• Exercise directions: Turn the lines of the items starting at "Extract black jacket from this picture." and ending at "653;88;774;295" into a numbered list, skipping blank lines and leaving out the pictures.

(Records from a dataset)
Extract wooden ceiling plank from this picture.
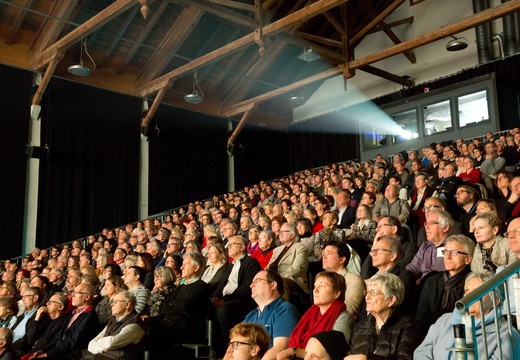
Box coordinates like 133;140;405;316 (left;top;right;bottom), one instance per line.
367;16;414;35
137;6;204;84
220;66;343;117
350;0;520;69
176;0;258;29
29;0;137;70
124;1;168;64
4;0;33;45
294;31;343;48
228;103;256;145
323;11;345;36
361;1;417;64
138;0;348;96
349;0;405;46
359;65;415;87
208;0;255;12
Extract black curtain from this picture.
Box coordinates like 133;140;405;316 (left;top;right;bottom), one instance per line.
37;79;141;247
0;65;32;259
289;112;359;171
149;105;227;214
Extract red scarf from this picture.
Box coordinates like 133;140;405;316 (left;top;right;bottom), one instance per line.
289;299;347;349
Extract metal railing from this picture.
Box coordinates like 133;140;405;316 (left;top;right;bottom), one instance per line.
448;259;520;360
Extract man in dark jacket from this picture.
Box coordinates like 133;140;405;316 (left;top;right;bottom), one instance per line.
88;291;146;360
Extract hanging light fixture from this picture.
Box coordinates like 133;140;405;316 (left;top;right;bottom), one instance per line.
68;38;96;77
184;71;204;104
446;35;468;51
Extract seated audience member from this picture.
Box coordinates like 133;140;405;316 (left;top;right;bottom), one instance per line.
322;241;365;320
25;284;99;359
123;266;150;314
455;185;480;236
305;330;348;360
0;296;18;329
244;270;300;360
415;235;475;336
145;266;176;316
346;204;377;261
471;213;516;274
413;273;520;360
372;185;410;223
88;291;146;360
417;197;464;247
211;236;261;344
251;230;275;269
266;223;309;299
361;216;417;279
277;271;349;360
0;328;17;360
202;243;231;293
144;252;209;359
366;236;419;316
224;323;269;360
13;286;42;354
345;274;420;360
29;293;68;353
406;210;453;281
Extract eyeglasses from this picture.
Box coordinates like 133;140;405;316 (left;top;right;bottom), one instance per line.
370;249;392;256
441;250;469;256
228;341;253;350
251;278;271;284
363;289;384;297
504;228;520;239
423;205;440;211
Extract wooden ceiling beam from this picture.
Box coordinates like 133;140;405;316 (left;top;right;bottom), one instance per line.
359;65;415;87
350;0;520;69
29;0;137;70
294;31;343;48
207;0;255;12
4;0;33;45
220;66;343;117
361;1;417;64
137;0;348;96
349;0;405;47
137;6;204;84
31;0;78;54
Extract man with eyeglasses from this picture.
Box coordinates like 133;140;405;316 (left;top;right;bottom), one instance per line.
12;286;42;354
415;235;475;336
211;236;261;355
27;283;99;359
88;291;146;360
455;185;480;237
243;270;300;360
406;210;453;283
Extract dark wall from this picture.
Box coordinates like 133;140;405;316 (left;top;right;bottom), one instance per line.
0;65;32;258
37;79;141;246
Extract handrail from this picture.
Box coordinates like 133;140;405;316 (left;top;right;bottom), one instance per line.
455;259;520;313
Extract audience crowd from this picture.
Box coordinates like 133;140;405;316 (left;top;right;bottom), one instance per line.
0;128;520;360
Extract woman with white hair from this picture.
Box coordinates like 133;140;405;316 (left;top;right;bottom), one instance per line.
345;273;420;360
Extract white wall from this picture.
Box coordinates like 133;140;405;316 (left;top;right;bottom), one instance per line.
293;0;488;123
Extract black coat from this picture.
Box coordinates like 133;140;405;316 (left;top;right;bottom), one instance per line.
350;311;421;360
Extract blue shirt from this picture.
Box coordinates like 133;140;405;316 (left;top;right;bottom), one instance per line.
244;297;300;348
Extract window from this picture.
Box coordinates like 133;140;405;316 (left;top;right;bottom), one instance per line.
423;100;453;135
392;109;419;143
457;90;489;127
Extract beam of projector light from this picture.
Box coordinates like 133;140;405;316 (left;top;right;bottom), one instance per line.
290;89;417;141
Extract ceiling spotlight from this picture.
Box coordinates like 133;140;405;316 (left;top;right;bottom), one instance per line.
68;38;96;77
446;35;468;51
184;71;204;104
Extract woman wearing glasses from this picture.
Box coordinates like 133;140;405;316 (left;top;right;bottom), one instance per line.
345;273;420;360
224;323;269;360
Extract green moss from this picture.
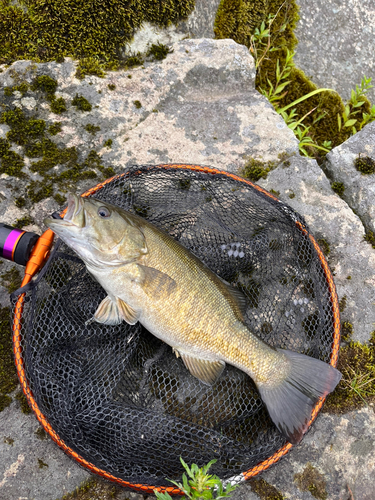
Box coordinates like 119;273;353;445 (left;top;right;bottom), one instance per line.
72;94;92;111
60;478;123;500
214;0;362;156
0;266;22;293
0;0;194;65
124;54;144;68
0;307;18;411
318;238;331;257
27;181;53;203
364;231;375;248
239;158;276;182
31;75;57;98
249;478;284;500
146;43;171;61
14;196;26;208
323;334;375;413
354;156;375;175
84;123;100;134
48;122;62;135
331;182;345;196
0;108;46;146
13;215;34;229
0;138;25;177
214;0;272;47
15;391;32;415
50;97;67;115
38;458;48;469
294;463;327;500
75;57;105;80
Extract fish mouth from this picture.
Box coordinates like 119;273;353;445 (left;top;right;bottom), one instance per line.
44;193;86;233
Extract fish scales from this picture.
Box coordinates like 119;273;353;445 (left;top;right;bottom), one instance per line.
45;195;341;443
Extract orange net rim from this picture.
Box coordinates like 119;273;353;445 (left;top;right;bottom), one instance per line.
13;164;340;495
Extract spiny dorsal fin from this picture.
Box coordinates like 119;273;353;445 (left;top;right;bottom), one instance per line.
138;264;177;299
179;349;225;385
116;297;140;325
94;296;140;325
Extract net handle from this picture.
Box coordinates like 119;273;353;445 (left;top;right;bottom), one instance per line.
13;164;340;495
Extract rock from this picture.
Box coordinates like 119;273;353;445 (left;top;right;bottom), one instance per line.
126;0;220;53
325;122;375;236
262;407;375;500
294;0;375;101
0;37;375;500
259;154;375;342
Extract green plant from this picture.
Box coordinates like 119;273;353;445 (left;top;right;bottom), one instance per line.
337;76;375;135
154;458;237;500
342;366;375;405
254;47;331;156
72;94;92;111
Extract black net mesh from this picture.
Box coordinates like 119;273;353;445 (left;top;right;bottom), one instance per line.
13;166;340;486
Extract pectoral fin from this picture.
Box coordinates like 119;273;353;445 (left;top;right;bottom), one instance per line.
138;264;177;299
94;296;140;325
180;351;225;385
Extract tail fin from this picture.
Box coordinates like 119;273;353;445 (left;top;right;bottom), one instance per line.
258;349;341;444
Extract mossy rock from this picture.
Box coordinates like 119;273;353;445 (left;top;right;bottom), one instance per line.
0;0;195;64
323;332;375;414
214;0;371;157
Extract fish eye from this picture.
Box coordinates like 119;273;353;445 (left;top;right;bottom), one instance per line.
98;207;111;219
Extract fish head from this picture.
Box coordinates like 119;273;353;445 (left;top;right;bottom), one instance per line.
44;194;147;267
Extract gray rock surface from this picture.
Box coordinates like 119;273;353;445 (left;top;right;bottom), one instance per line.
325;122;375;236
259;154;375;342
294;0;375;101
0;40;375;500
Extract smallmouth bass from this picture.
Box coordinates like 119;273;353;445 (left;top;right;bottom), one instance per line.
44;195;341;444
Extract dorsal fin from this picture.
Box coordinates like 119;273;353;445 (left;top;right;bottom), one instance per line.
179;349;225;385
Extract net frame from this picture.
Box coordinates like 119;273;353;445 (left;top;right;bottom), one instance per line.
12;164;341;495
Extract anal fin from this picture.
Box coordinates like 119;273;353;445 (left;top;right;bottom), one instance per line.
94;296;140;325
180;350;225;385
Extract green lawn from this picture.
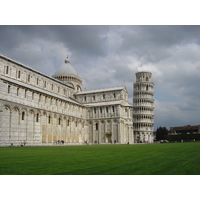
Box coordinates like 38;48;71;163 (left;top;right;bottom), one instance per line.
0;142;200;175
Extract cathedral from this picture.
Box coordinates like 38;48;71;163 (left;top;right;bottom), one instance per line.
0;55;154;146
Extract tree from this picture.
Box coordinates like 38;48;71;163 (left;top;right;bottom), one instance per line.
156;127;168;140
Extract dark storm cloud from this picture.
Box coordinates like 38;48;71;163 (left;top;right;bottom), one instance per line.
0;26;200;127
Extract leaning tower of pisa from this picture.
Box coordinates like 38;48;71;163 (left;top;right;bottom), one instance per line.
133;72;154;143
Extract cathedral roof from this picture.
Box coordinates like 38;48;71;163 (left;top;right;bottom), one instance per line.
53;57;78;77
77;86;124;95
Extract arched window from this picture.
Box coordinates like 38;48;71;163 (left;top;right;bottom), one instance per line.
96;123;99;131
8;85;10;94
22;112;25;120
36;113;39;122
18;71;21;78
112;106;115;112
48;115;51;124
6;66;9;74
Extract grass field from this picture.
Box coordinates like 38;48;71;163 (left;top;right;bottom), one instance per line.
0;142;200;175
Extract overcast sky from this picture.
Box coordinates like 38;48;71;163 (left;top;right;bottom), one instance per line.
0;25;200;129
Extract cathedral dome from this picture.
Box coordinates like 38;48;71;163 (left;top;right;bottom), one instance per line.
53;57;78;78
53;57;82;92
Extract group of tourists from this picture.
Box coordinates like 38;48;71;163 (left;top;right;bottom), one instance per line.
54;140;65;144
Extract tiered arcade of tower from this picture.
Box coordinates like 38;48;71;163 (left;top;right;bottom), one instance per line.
133;72;154;143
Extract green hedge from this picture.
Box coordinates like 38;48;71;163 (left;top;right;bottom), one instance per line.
164;134;200;142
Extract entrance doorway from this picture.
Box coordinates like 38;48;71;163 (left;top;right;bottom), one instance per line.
106;133;112;143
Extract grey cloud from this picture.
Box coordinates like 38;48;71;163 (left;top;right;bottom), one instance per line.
0;26;200;127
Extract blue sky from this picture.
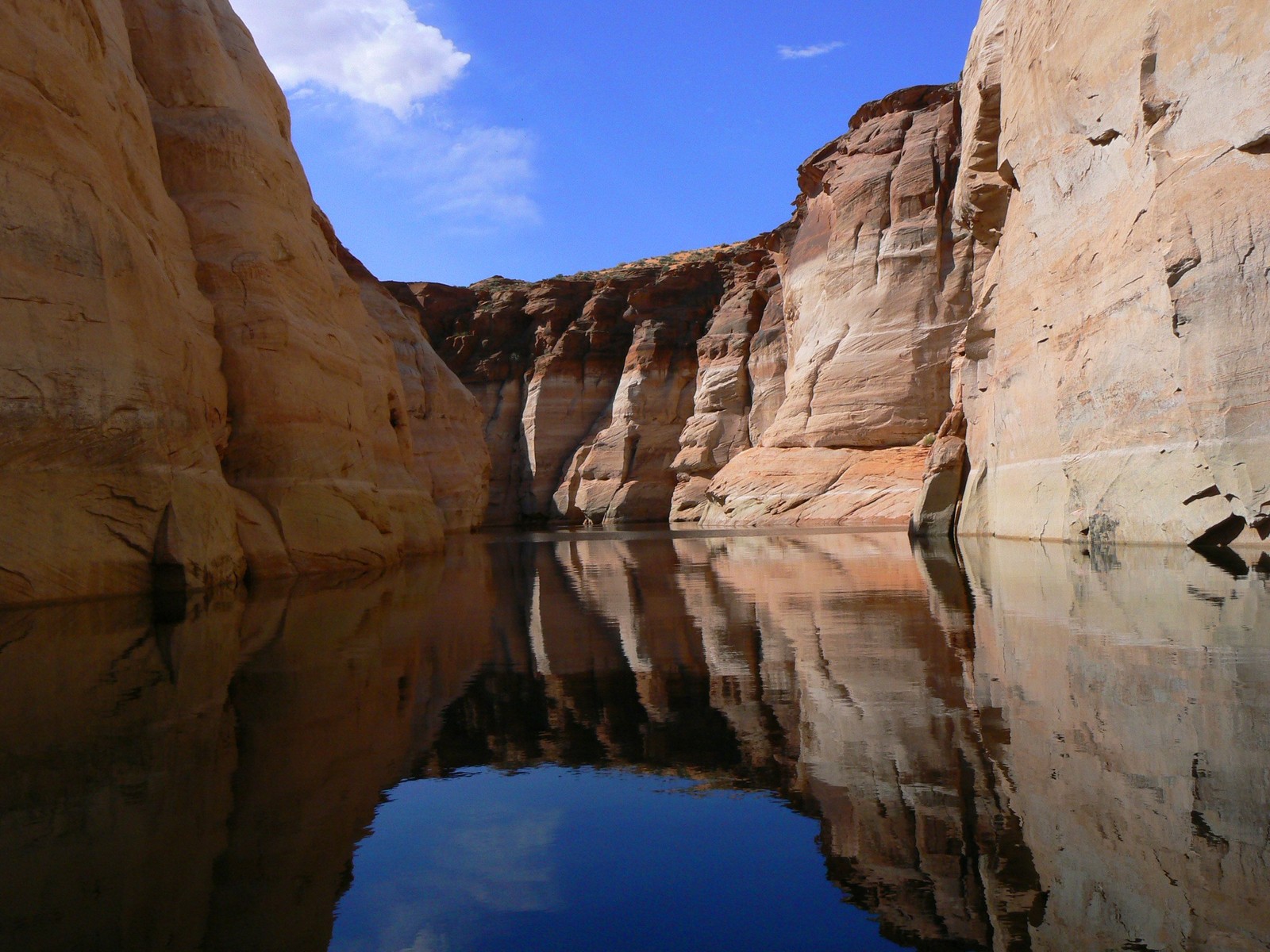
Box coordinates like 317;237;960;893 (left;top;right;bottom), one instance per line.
233;0;979;284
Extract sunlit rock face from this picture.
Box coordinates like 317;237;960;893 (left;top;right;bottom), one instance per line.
0;0;481;601
392;240;783;524
416;86;974;525
702;86;974;525
965;539;1270;952
955;0;1270;547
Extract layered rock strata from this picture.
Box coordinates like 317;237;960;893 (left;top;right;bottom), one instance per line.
954;0;1270;548
411;86;974;525
0;0;481;601
392;239;783;524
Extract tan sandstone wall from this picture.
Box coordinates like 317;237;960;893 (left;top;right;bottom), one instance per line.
700;86;974;525
0;0;481;612
954;0;1270;546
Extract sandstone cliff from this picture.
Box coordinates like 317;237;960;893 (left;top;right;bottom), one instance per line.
411;86;974;525
954;0;1270;547
392;240;783;524
0;0;481;601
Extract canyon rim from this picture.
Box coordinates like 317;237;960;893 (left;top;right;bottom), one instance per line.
0;0;1270;603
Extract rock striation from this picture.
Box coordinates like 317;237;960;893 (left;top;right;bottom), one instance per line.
416;86;974;525
0;0;484;601
391;239;783;524
954;0;1270;548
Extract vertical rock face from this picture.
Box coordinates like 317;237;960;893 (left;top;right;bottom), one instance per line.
955;0;1270;546
0;0;483;601
701;86;973;524
0;0;244;601
963;539;1270;950
416;86;974;525
406;239;783;524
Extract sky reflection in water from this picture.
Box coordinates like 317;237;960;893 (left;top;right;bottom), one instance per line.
0;532;1270;952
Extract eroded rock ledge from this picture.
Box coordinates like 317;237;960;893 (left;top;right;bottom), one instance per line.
0;0;485;603
406;86;973;525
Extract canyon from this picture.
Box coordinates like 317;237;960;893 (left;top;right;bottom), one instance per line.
0;0;1270;612
0;0;489;603
411;0;1270;561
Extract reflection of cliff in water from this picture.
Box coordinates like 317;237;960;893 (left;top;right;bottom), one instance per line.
0;533;1270;950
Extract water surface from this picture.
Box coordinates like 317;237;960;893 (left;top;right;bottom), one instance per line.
0;532;1270;952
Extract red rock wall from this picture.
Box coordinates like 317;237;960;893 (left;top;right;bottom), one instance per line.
0;0;483;601
419;86;974;525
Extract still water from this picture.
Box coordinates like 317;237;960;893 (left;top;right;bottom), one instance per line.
0;532;1270;952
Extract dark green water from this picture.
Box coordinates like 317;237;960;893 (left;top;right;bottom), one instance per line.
0;532;1270;952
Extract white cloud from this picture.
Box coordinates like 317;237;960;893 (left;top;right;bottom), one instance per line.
776;40;845;60
318;97;540;235
233;0;471;118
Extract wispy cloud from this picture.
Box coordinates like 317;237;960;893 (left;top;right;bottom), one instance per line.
776;40;846;60
233;0;538;235
233;0;471;118
308;94;540;235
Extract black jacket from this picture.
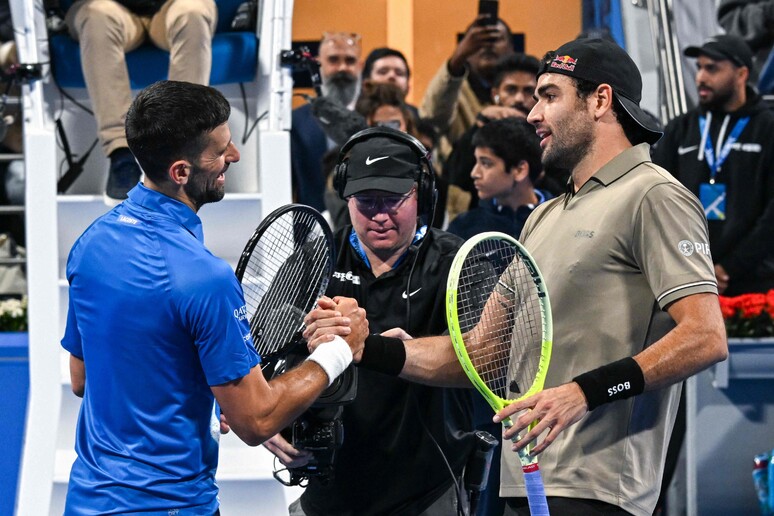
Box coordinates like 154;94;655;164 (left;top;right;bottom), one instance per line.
301;226;474;516
653;88;774;295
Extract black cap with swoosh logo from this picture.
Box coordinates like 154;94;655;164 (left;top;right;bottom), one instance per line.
344;136;421;197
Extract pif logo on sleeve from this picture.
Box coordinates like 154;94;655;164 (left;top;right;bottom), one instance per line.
677;240;710;256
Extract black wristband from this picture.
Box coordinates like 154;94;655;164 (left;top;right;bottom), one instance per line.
358;334;406;376
572;357;645;410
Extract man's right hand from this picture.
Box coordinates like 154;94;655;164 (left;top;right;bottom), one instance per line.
303;297;369;362
263;434;313;468
449;14;500;77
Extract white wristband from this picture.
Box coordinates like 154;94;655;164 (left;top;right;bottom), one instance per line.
307;335;352;387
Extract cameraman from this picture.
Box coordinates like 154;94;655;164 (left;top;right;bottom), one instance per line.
264;127;475;516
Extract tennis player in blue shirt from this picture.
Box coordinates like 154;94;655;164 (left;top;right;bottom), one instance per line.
62;81;364;516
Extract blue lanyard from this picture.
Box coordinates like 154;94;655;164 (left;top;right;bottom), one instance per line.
699;116;750;184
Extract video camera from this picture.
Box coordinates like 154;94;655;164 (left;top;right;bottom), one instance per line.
273;348;357;486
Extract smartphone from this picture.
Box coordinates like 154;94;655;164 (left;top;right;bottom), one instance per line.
478;0;499;25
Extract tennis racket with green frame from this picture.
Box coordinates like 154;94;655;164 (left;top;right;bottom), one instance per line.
446;232;552;515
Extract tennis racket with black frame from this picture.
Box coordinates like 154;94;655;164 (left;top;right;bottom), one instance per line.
446;232;552;516
236;204;336;368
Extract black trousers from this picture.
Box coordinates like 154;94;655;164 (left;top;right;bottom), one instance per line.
503;496;631;516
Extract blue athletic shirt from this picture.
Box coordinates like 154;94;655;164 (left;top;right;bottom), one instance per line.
62;184;260;516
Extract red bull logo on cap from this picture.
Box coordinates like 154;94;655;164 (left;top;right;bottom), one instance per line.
550;56;578;72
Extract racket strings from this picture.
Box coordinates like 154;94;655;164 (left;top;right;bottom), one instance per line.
457;240;542;399
242;212;332;356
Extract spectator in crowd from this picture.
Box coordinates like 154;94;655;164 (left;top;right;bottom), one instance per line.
266;127;475;516
443;54;540;221
290;32;361;211
65;0;218;204
355;80;416;136
448;117;551;516
419;16;513;164
448;118;552;240
363;47;419;119
718;0;774;95
653;35;774;295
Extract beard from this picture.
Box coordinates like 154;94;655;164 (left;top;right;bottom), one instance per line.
541;118;594;172
699;86;734;111
183;162;228;209
322;71;360;107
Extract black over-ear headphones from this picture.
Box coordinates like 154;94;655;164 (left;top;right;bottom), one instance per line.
333;127;438;217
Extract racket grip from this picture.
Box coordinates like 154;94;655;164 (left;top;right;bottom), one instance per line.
522;464;549;516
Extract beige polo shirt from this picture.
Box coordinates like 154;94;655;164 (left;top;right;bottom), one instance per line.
501;144;717;516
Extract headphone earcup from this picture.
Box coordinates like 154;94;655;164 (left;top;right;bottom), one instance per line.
333;160;347;200
417;162;438;215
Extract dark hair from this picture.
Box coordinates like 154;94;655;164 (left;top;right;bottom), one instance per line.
492;53;540;88
355;80;414;135
416;118;440;147
363;47;411;79
473;118;542;183
126;81;231;182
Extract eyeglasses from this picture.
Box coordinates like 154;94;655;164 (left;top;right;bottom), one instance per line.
350;188;416;215
320;32;362;46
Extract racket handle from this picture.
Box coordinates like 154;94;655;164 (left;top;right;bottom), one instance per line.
522;464;549;516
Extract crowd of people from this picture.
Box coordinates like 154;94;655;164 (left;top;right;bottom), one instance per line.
53;0;774;516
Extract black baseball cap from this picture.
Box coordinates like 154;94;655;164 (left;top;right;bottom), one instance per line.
683;34;752;70
537;38;664;144
343;135;421;198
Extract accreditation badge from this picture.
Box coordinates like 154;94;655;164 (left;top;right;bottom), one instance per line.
699;183;726;220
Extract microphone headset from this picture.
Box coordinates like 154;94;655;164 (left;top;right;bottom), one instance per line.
333;127;438;219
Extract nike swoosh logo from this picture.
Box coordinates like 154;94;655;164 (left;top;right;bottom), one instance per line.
366;156;389;165
403;287;422;299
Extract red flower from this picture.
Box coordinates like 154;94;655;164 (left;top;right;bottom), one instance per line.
739;294;766;318
718;289;774;338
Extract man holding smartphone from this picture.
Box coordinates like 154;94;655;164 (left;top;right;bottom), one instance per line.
419;9;514;164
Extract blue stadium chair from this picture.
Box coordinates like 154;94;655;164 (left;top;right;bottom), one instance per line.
50;0;258;89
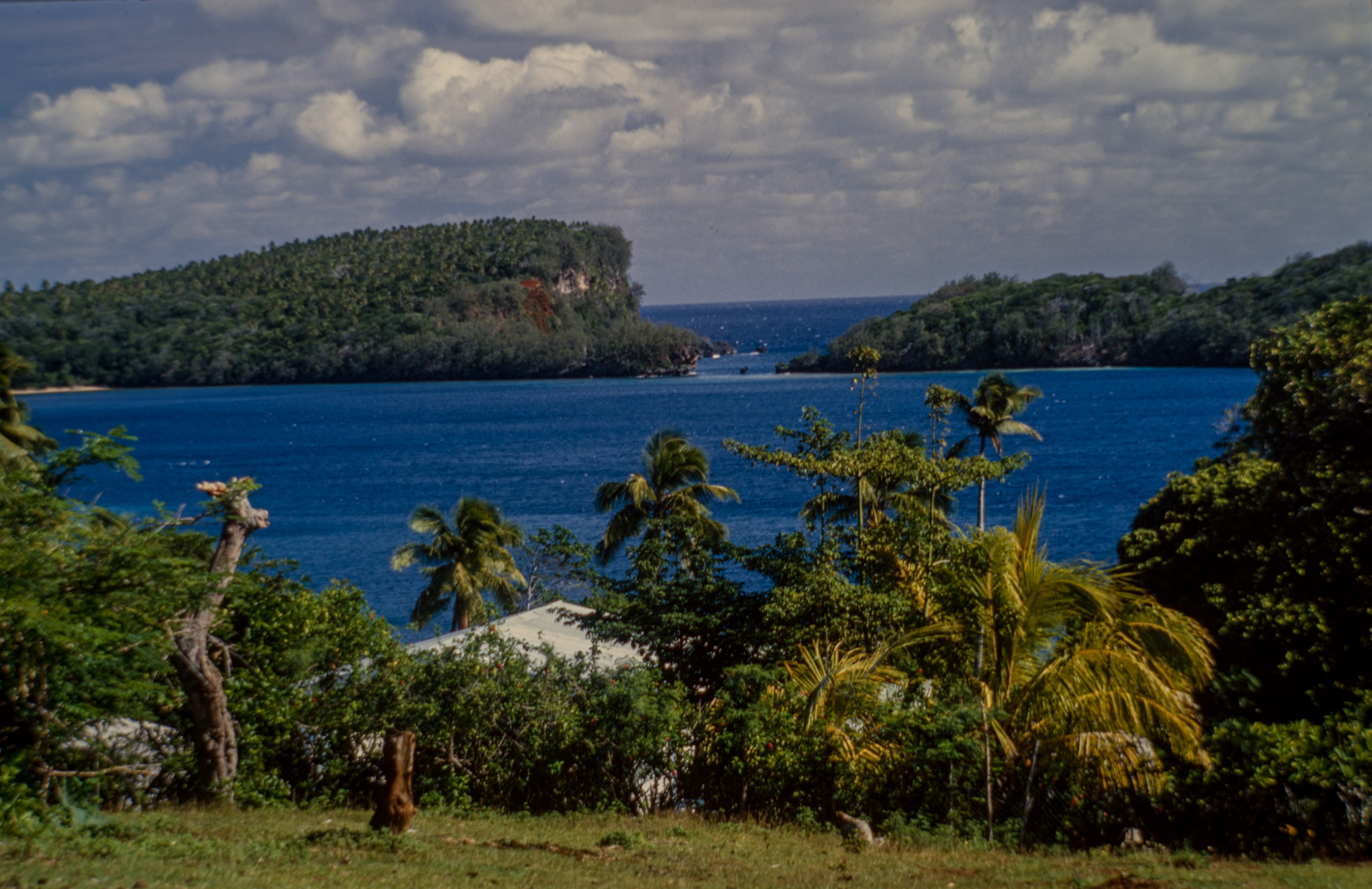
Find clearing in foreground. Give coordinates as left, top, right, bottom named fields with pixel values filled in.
left=0, top=809, right=1372, bottom=889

• Exercise output:
1. Extract black jacket from this picture.
2. Box coordinates like 154;94;655;164 (left;top;right;bottom), one instance per line.
3. 301;226;474;516
4. 653;88;774;295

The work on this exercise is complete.